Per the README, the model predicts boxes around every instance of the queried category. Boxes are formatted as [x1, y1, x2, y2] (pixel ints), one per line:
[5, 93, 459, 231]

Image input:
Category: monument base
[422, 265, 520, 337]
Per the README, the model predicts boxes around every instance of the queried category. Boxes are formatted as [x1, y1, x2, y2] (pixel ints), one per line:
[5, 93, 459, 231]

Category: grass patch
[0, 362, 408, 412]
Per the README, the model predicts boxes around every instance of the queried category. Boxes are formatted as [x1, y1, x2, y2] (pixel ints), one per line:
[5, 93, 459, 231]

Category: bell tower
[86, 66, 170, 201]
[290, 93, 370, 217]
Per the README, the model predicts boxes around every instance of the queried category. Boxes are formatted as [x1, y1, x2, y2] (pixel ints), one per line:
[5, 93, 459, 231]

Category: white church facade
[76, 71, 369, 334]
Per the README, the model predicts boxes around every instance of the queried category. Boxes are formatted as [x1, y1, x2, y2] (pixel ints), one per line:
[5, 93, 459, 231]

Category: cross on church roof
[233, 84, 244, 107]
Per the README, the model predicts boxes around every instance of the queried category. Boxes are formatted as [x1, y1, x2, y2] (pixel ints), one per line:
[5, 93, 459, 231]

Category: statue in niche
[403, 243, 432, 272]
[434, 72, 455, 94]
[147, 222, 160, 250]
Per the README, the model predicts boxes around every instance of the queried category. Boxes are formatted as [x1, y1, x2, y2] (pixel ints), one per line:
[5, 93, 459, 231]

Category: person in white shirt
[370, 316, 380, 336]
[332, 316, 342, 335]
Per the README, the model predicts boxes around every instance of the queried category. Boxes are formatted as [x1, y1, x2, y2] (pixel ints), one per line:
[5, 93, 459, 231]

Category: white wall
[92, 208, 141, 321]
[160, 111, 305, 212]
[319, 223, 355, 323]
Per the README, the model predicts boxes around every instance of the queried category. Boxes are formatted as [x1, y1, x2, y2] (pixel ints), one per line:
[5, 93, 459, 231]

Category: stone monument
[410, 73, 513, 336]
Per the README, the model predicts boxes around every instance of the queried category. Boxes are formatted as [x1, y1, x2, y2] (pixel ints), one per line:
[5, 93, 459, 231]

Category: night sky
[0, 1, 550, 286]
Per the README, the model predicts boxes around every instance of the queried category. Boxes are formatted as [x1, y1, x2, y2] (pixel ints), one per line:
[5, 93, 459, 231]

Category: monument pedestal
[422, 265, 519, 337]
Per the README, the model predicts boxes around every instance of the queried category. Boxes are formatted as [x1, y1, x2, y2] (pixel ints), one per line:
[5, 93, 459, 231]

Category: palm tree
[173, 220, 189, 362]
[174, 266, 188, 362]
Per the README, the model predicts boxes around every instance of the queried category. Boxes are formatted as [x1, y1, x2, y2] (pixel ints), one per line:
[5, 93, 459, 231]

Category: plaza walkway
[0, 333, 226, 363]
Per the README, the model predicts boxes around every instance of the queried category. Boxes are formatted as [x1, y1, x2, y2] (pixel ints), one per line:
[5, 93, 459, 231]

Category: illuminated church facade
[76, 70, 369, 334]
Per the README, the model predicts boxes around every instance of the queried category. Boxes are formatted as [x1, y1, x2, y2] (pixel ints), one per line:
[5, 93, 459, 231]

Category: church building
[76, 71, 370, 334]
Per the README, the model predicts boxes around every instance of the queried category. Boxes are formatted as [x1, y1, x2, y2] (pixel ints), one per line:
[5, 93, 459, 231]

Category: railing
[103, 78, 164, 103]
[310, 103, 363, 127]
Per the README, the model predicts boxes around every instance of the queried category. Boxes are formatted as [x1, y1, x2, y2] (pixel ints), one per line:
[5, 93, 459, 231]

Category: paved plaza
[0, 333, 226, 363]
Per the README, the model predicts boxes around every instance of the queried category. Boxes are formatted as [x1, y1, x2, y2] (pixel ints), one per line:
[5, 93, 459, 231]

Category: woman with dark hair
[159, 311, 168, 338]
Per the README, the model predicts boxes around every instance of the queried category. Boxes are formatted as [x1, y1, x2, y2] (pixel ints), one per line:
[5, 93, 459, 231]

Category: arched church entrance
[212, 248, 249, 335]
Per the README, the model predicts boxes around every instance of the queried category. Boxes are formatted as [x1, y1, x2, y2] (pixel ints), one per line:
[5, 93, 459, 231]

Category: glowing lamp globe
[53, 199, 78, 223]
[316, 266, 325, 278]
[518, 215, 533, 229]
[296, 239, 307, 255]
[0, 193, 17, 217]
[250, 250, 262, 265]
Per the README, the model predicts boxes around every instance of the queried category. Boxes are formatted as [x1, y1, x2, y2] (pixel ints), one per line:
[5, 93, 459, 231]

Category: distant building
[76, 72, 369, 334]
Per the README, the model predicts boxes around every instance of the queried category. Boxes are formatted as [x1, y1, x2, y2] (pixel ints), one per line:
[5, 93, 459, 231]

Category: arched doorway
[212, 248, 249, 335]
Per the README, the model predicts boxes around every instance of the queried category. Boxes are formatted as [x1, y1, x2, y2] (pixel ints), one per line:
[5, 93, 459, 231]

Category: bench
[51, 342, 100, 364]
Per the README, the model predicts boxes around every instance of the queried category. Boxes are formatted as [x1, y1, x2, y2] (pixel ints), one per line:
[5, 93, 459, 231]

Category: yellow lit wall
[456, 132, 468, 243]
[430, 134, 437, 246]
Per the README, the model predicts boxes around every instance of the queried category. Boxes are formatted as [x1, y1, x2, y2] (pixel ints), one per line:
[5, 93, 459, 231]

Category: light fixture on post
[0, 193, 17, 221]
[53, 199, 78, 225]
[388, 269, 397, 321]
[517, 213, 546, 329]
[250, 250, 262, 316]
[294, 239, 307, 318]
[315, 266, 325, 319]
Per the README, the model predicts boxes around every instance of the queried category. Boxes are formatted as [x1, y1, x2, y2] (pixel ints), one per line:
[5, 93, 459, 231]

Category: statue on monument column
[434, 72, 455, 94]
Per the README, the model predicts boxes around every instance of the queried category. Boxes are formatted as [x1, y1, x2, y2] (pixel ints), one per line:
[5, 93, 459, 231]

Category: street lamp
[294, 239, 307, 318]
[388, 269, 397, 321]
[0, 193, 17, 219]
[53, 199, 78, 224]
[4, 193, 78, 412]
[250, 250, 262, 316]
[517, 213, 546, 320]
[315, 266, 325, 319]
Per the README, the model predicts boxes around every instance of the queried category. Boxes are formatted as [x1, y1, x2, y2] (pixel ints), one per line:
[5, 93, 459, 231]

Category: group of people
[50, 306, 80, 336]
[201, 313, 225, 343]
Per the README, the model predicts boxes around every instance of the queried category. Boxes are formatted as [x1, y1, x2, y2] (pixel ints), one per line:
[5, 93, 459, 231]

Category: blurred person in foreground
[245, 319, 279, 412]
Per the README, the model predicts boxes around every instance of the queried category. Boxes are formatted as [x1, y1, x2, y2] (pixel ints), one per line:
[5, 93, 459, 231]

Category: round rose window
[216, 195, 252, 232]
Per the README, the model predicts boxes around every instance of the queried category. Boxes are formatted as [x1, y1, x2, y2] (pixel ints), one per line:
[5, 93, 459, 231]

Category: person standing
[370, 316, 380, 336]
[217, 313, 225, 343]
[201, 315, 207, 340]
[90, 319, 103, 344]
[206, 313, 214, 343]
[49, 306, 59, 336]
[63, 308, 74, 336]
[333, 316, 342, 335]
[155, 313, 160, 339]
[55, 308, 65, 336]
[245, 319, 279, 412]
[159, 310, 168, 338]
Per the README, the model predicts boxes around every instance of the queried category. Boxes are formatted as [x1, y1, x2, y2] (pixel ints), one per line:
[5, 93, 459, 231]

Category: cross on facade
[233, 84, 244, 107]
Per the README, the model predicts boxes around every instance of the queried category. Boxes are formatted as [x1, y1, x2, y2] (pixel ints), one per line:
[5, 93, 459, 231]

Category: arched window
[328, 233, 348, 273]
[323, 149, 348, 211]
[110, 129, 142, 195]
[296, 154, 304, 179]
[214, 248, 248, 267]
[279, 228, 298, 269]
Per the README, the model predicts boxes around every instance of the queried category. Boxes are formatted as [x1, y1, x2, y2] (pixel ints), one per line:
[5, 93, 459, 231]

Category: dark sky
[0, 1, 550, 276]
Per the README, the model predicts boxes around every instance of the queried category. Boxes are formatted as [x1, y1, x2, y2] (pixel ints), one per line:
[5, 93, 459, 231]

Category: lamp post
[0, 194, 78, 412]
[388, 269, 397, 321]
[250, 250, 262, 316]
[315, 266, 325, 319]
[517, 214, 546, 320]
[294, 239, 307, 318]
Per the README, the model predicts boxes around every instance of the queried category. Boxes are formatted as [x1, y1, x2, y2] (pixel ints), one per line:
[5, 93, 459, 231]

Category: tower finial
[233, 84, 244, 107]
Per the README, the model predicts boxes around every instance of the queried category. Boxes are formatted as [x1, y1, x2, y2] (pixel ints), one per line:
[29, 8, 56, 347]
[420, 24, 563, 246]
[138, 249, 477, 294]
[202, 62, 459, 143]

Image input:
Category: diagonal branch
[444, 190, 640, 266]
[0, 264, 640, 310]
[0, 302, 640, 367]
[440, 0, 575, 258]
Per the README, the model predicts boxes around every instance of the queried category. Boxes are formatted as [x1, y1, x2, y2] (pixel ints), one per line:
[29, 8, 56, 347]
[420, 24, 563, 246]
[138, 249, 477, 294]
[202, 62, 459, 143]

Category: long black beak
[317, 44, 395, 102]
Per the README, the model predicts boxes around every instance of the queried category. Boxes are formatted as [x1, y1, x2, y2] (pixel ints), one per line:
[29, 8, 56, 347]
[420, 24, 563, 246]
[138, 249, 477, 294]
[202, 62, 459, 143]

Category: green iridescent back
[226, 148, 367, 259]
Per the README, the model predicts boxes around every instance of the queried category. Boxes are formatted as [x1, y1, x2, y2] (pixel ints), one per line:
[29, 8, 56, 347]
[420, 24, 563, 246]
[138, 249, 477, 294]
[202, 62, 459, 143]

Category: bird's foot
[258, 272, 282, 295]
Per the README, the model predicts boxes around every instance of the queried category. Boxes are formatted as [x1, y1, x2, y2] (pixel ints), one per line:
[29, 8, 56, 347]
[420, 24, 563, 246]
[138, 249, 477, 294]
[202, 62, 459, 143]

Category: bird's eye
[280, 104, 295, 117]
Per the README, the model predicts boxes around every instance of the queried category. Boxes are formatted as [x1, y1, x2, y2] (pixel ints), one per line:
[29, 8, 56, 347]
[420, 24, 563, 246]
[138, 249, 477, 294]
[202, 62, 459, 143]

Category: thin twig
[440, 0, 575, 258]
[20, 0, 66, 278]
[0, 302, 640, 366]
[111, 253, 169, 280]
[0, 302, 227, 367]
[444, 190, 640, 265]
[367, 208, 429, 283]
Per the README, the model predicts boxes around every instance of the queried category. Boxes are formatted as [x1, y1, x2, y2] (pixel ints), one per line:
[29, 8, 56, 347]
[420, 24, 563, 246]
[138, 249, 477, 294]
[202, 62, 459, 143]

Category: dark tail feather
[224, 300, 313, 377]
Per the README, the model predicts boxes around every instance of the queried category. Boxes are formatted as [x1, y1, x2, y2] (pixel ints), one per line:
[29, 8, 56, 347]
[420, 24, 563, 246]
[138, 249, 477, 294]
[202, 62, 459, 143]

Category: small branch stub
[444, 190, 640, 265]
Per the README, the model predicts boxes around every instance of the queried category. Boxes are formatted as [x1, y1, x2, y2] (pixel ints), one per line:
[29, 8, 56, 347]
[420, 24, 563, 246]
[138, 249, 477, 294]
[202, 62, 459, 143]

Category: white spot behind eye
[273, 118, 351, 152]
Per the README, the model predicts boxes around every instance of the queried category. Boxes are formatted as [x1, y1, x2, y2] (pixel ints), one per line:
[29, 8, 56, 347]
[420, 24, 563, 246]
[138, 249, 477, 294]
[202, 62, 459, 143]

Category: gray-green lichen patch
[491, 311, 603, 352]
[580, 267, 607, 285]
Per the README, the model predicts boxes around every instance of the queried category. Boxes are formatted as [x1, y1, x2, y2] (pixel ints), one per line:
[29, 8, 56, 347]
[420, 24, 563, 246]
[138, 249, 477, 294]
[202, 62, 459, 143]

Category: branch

Work instructions
Begin at the start of the rows and stop after the line that contains "[332, 316, 342, 335]". Reproduce every line in that span, requests included, but scale each bounding-box coordinate in the answers by 0.25 and round it to a whole number, with halves rounded up, leaving the numbers in the requests and their format samples unchanged.

Complete response
Per the README, the model predicts boxes around every instance of the queried category. Boxes are formatted as [x1, y1, x2, y2] (pixel ints), one per line:
[5, 93, 459, 231]

Image input:
Category: monument base
[106, 66, 130, 84]
Per the README, the model predicts boxes around every instance of the queried category. Boxes are formatted as [x1, y1, x2, y2] (pixel ints), one per line:
[5, 93, 459, 231]

Category: grass patch
[0, 91, 102, 103]
Per the README, the model predicts boxes around every instance of the queried category. Boxes are formatted as [x1, y1, x2, y2] (pixel ints), one per line:
[5, 93, 459, 231]

Category: bell tower
[22, 17, 43, 50]
[73, 23, 93, 54]
Per the README, the model predicts boxes around every instance of the queried category. Boxes are formatted as [x1, y1, x2, y2] (pixel ints), one per line:
[5, 93, 459, 231]

Category: white church facade
[19, 18, 92, 84]
Per the README, the model predicts boxes around every instance of the queried category. Boxes are formatted as [x1, y1, x2, y2] (pixel ints), one per line:
[5, 93, 459, 231]

Category: cross on church roof
[58, 21, 61, 27]
Per the README, the model predicts boxes around every instance of the queried category. Boxes are formatted as [x1, y1, x2, y2] (pixel ints), one per line:
[5, 93, 459, 231]

Category: statue in niche
[101, 61, 108, 68]
[109, 18, 114, 24]
[37, 56, 40, 63]
Per the README, the model predicts boxes around every instance of the queried category. Boxes are formatted as [x1, y1, x2, y2] (pixel ints), one per line:
[5, 93, 459, 231]

Category: person in white shirt
[93, 79, 95, 84]
[83, 79, 86, 84]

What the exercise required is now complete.